> PROBLEM STATEMENT:
Can you edit the listing below so that "Reviewer note" becomes "Annotator note" everywhere it occurs, leaving everything else unchanged?

> RECORDS TO PROCESS:
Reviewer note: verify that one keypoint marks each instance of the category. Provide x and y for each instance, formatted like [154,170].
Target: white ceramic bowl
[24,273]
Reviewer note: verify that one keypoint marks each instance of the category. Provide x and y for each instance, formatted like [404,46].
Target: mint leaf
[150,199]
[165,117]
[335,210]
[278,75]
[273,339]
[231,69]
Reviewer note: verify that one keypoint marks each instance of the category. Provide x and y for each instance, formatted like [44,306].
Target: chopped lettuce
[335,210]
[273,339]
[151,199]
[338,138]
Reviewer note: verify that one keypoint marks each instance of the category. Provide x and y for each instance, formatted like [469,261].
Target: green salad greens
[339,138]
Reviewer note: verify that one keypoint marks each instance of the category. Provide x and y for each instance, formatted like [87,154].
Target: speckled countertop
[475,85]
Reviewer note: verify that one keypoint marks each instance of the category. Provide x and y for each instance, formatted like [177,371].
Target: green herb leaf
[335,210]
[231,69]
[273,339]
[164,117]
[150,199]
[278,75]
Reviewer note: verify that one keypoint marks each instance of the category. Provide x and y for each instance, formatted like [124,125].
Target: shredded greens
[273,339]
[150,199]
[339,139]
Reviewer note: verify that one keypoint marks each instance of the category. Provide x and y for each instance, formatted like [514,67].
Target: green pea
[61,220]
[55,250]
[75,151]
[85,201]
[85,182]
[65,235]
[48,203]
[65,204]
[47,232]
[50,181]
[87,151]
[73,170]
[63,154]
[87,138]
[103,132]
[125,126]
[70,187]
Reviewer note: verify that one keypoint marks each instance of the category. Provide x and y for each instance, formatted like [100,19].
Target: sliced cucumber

> OUTPUT FOR THIS EXERCISE:
Annotator note: verify that one keypoint marks each instance of the category. Provide x and y for each instance, formatted like [154,170].
Target: white ceramic bowl
[24,273]
Annotator note: verify that one keypoint marks each instance of the category. Provide x and y for each instance, formatted like [404,46].
Target: mint leaf
[150,199]
[165,117]
[335,210]
[278,75]
[273,339]
[231,69]
Annotator note: verify that one keypoint marks each instance of the category. Provide x and y for each instance, formatted like [44,306].
Target: chopped lettuce
[335,210]
[273,339]
[151,199]
[338,138]
Annotator note: verify that one keypoint marks each instance of the category. Provide x and y for each instance, formatted like [469,261].
Target: green salad greens
[339,138]
Annotator note: verify that one keypoint marks each instance of the category. Provide x and y for each instance, formatted like [87,154].
Target: speckled countertop
[475,85]
Annotator note: verify that one keypoint marks each instance of the category. Provide x and y for each instance, formatted like [177,371].
Target: green herb leaf
[335,210]
[231,69]
[273,339]
[164,117]
[150,199]
[278,75]
Annotator note: verify that one keypoint marks each instance of the category. Provide x and y for each instance, formatted like [124,125].
Target: shredded greens
[273,339]
[150,199]
[339,139]
Annotator note: verify that one keypoint marks each instance of the category. Provide x and y for each instance, formatted like [514,67].
Target: green pea
[61,220]
[55,250]
[75,151]
[85,201]
[85,182]
[65,235]
[48,203]
[65,204]
[47,232]
[50,181]
[87,151]
[73,170]
[63,154]
[87,138]
[103,132]
[125,126]
[70,187]
Annotator note: verify that one keypoint marks each instance of the category. Provide x and y for each instance, formatted like [100,19].
Target: sliced cucumber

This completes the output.